- WHAT YOU NEED TO DO
Your task is to repeat the entries exactly. Leave the pictures out.

(Records from a collection)
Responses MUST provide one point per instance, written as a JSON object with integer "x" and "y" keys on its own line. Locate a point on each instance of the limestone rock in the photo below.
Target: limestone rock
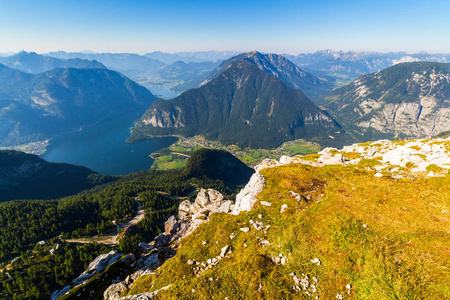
{"x": 171, "y": 225}
{"x": 247, "y": 196}
{"x": 114, "y": 290}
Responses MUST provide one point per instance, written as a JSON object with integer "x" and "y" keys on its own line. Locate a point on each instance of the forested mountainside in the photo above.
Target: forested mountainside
{"x": 243, "y": 105}
{"x": 369, "y": 221}
{"x": 408, "y": 100}
{"x": 26, "y": 176}
{"x": 92, "y": 216}
{"x": 41, "y": 106}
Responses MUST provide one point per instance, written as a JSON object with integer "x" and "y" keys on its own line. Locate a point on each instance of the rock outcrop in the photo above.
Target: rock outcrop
{"x": 154, "y": 254}
{"x": 207, "y": 202}
{"x": 428, "y": 157}
{"x": 97, "y": 266}
{"x": 247, "y": 196}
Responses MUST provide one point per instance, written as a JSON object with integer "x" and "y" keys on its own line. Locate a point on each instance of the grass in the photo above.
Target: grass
{"x": 387, "y": 238}
{"x": 176, "y": 155}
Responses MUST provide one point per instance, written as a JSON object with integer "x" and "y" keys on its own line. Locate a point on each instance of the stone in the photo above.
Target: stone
{"x": 224, "y": 250}
{"x": 171, "y": 225}
{"x": 206, "y": 196}
{"x": 247, "y": 196}
{"x": 114, "y": 290}
{"x": 60, "y": 293}
{"x": 184, "y": 209}
{"x": 145, "y": 248}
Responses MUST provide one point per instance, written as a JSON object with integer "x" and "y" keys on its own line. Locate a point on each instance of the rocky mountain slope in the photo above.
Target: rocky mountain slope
{"x": 282, "y": 68}
{"x": 26, "y": 176}
{"x": 35, "y": 63}
{"x": 243, "y": 105}
{"x": 369, "y": 221}
{"x": 348, "y": 65}
{"x": 37, "y": 107}
{"x": 406, "y": 100}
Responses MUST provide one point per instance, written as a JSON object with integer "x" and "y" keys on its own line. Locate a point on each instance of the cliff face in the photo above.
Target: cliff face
{"x": 409, "y": 100}
{"x": 243, "y": 105}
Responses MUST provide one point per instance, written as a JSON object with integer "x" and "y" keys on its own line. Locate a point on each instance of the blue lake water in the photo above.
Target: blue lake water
{"x": 102, "y": 147}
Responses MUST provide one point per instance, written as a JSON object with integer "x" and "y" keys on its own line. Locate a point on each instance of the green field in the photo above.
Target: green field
{"x": 175, "y": 156}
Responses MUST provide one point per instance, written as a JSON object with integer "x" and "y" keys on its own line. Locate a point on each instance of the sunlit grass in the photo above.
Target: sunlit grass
{"x": 387, "y": 238}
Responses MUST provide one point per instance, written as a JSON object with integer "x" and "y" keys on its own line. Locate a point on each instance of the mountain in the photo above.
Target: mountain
{"x": 243, "y": 105}
{"x": 217, "y": 165}
{"x": 282, "y": 68}
{"x": 41, "y": 106}
{"x": 405, "y": 100}
{"x": 128, "y": 63}
{"x": 26, "y": 176}
{"x": 353, "y": 223}
{"x": 35, "y": 63}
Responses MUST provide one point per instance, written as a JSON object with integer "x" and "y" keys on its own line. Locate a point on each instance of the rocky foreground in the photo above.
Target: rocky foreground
{"x": 369, "y": 221}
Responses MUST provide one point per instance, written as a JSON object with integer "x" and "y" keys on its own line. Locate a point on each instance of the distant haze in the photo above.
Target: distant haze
{"x": 270, "y": 26}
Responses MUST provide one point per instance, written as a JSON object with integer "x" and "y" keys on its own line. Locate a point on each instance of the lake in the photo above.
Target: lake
{"x": 102, "y": 147}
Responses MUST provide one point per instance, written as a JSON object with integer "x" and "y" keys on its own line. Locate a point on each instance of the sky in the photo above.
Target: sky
{"x": 278, "y": 26}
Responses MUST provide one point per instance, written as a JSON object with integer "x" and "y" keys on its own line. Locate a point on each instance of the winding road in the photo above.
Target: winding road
{"x": 113, "y": 237}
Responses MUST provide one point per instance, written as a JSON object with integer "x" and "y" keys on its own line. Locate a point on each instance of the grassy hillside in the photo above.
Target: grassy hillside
{"x": 351, "y": 235}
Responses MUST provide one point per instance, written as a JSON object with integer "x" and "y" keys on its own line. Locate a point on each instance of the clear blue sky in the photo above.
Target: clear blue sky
{"x": 283, "y": 26}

- EXERCISE ANSWER
Responses MUST provide one point per instance, written as a JSON object with integer "x" and "y" keys on its own line. Locate a point on each instance of the limestone rock in the photo below.
Target: limestone rock
{"x": 171, "y": 225}
{"x": 247, "y": 196}
{"x": 114, "y": 290}
Responses MUST provide one point per instance, written as a JSON object with integer "x" and "y" keys on its own line. Locate a point on each instance of the forested mountainside in the photo above.
Target: forested mountainside
{"x": 243, "y": 105}
{"x": 369, "y": 221}
{"x": 408, "y": 100}
{"x": 26, "y": 176}
{"x": 92, "y": 216}
{"x": 41, "y": 106}
Responses MUST provide one point per instance, written as a JSON object with integer "x" and "y" keys on its own line. Locate a point on each instance of the rock outcrop in the photo above.
Target: rock outcrop
{"x": 154, "y": 254}
{"x": 207, "y": 202}
{"x": 428, "y": 157}
{"x": 97, "y": 266}
{"x": 247, "y": 196}
Responses MUST provide one point per instance, written as a JSON object with integer "x" and "y" keys on its own line. Locate a point on each instance of the grass in the photo above.
Target: grass
{"x": 387, "y": 238}
{"x": 176, "y": 155}
Responses MUST provide one point per instance, written as a JSON object with integer "x" and "y" keys on its own line. Locate a point on each instance of the stone in the photo above.
Target: stone
{"x": 224, "y": 250}
{"x": 171, "y": 225}
{"x": 206, "y": 196}
{"x": 247, "y": 196}
{"x": 114, "y": 290}
{"x": 60, "y": 293}
{"x": 184, "y": 209}
{"x": 145, "y": 248}
Responses MUST provide one point per instance, written as a JSON object with integer "x" and "y" keys on its own line. Locate a point on each instance of the rocky mountain slope in the photo above.
Target: rocky mountain slope
{"x": 282, "y": 68}
{"x": 26, "y": 176}
{"x": 35, "y": 63}
{"x": 243, "y": 105}
{"x": 369, "y": 221}
{"x": 348, "y": 65}
{"x": 37, "y": 107}
{"x": 406, "y": 100}
Responses MUST provide one point per instance, written as a JSON object with integer "x" and "y" keys on its own line. Locate a point on each instance of the cliff face in the photo above.
Target: cliff face
{"x": 409, "y": 100}
{"x": 243, "y": 105}
Responses MUST provide one point per instance, written as a JSON object with integer "x" and "y" keys on its own line. Locate a point on each instance of the blue lake water in the photo above.
Target: blue lake water
{"x": 102, "y": 147}
Responses MUST provide one point per instance, written as a JSON object with integer "x" and "y" keys on its own line. Locate a point on each instance of the green field in the photo above.
Target: green field
{"x": 175, "y": 156}
Responses MUST provide one point per instance, written as a JSON object with integer "x" and "y" keys on its own line. Locate a point on each instance of the sunlit grass in the photo above.
Target: sunlit grass
{"x": 387, "y": 238}
Responses MUST provide one point per instance, written as a JSON object with integer "x" and "y" keys on its own line. Locate a point on each instance of the mountain in the photo above.
Target: mountain
{"x": 243, "y": 105}
{"x": 217, "y": 165}
{"x": 282, "y": 68}
{"x": 41, "y": 106}
{"x": 405, "y": 100}
{"x": 128, "y": 63}
{"x": 26, "y": 176}
{"x": 353, "y": 223}
{"x": 35, "y": 63}
Responses MUST provide one point per instance, written as a JSON object with integer "x" and "y" keys on its own line. Locate a point on each instance of the rocky foreground in the photo above.
Target: rocky foreground
{"x": 369, "y": 221}
Responses MUST provide one point per instance, written as a JSON object with integer "x" and "y" keys on its own line. Locate a point on each instance of the distant haze in the photo above.
Target: distant haze
{"x": 270, "y": 26}
Responses MUST provide one point per instance, written as a JSON object with integer "x" and "y" keys on its own line. Locate a point on each instance of the lake in the photo above.
Target: lake
{"x": 102, "y": 147}
Responses MUST provide one point per instance, written as a JSON object with integer "x" and "y" keys on its own line. Locate a point on each instance of the sky in the photo above.
Target: sky
{"x": 278, "y": 26}
Responses MUST provide one point per instance, written as a JSON object with integer "x" and "y" keys on its own line. Locate a point on each instance of the winding road in the photo above.
Target: winding road
{"x": 113, "y": 237}
Responses MUST provide one point per instance, written as a JSON object with integer "x" and "y" keys on its own line. Locate a point on each instance of the grassy hillside in the photo above.
Target: grassy hillside
{"x": 351, "y": 235}
Responses MUST provide one point per instance, written as a JSON object with integer "x" and "y" keys on its own line. Locate a point on each instance of the clear blue sky in the photo above.
Target: clear blue sky
{"x": 283, "y": 26}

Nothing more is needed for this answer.